• **Passage shown**

#####

Which doesn’t surprise me: though I regrettably missed that show (including its reprisal) I already knew Raja from his work with Zoe Scofield in A Crack in Everything four-some years ago. But based on what I saw last weekend at Dixon Place, I didn’t remotely have the full measure of him as an artist. Yes, I knew he was a fantastic dancer. But I wasn’t prepared for either the coolly and calmly composed nightmare vision of Warhol’s dispassive persona that Raja evoked onstage, or the level of confidence and accomplishment this young (27!) director/choreographer brought to creating a show. Whatever else, Andy Warhol’s 15 proves that Kelly is an artist to be followed attentively.

At two and a half hours’ run-time, and featuring a series of semi-chance-based conceptual narratives that loop back on one another in compelling ways, Andy Warhol’s 15 is, at heart, a show built around a familiar conceit: It’s a process-based piece that teaches its audience how to engage with the material it explores. Think the Rude Mechs’ Method Gun, but instead of a documentary piece about a avant-garde production of A Streetcar Named Desire, here we have Kelly’s imagined realization of Andy Warhol’s staging of A Chorus Line.

#####

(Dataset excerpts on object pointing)

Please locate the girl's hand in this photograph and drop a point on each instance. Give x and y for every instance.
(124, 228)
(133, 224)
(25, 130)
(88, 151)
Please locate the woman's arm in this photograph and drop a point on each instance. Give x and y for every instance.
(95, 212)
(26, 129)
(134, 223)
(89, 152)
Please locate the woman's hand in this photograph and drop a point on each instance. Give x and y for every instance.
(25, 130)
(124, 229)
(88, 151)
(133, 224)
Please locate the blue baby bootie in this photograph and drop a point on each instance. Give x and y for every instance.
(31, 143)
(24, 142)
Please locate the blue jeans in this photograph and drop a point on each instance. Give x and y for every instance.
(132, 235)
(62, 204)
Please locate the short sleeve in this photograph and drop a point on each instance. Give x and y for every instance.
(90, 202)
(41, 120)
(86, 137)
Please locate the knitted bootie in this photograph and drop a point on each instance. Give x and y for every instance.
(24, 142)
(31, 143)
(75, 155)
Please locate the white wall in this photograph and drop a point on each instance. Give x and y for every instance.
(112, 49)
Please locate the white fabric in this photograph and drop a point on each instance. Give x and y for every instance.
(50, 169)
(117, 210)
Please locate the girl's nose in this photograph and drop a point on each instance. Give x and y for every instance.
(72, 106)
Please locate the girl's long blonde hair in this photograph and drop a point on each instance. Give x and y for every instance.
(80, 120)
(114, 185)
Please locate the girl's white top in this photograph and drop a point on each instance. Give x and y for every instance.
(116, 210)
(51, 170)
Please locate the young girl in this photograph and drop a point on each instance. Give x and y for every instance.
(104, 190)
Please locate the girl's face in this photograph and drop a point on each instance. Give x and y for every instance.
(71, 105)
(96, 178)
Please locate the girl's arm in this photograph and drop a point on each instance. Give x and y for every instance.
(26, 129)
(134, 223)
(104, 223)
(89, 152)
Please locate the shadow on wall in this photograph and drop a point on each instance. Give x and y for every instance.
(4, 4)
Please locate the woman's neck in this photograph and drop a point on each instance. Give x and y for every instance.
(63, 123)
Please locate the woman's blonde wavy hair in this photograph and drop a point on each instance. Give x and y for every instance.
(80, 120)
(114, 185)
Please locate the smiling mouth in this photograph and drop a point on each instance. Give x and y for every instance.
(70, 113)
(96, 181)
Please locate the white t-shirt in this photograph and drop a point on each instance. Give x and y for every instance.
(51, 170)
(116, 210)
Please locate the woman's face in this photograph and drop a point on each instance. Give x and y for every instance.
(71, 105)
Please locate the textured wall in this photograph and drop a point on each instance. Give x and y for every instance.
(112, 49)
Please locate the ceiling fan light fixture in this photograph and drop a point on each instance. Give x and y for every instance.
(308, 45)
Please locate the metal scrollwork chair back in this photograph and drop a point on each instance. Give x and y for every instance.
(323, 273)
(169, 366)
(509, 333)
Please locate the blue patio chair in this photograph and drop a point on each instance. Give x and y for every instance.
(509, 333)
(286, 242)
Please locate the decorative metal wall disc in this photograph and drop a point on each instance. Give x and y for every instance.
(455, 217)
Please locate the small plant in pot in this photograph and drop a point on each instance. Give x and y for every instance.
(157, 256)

#####

• **Task goal**
Repeat word for word the part of the theater review between "Which doesn’t surprise" and "be followed attentively.", inclusive.

• **Exercise output**
Which doesn’t surprise me: though I regrettably missed that show (including its reprisal) I already knew Raja from his work with Zoe Scofield in A Crack in Everything four-some years ago. But based on what I saw last weekend at Dixon Place, I didn’t remotely have the full measure of him as an artist. Yes, I knew he was a fantastic dancer. But I wasn’t prepared for either the coolly and calmly composed nightmare vision of Warhol’s dispassive persona that Raja evoked onstage, or the level of confidence and accomplishment this young (27!) director/choreographer brought to creating a show. Whatever else, Andy Warhol’s 15 proves that Kelly is an artist to be followed attentively.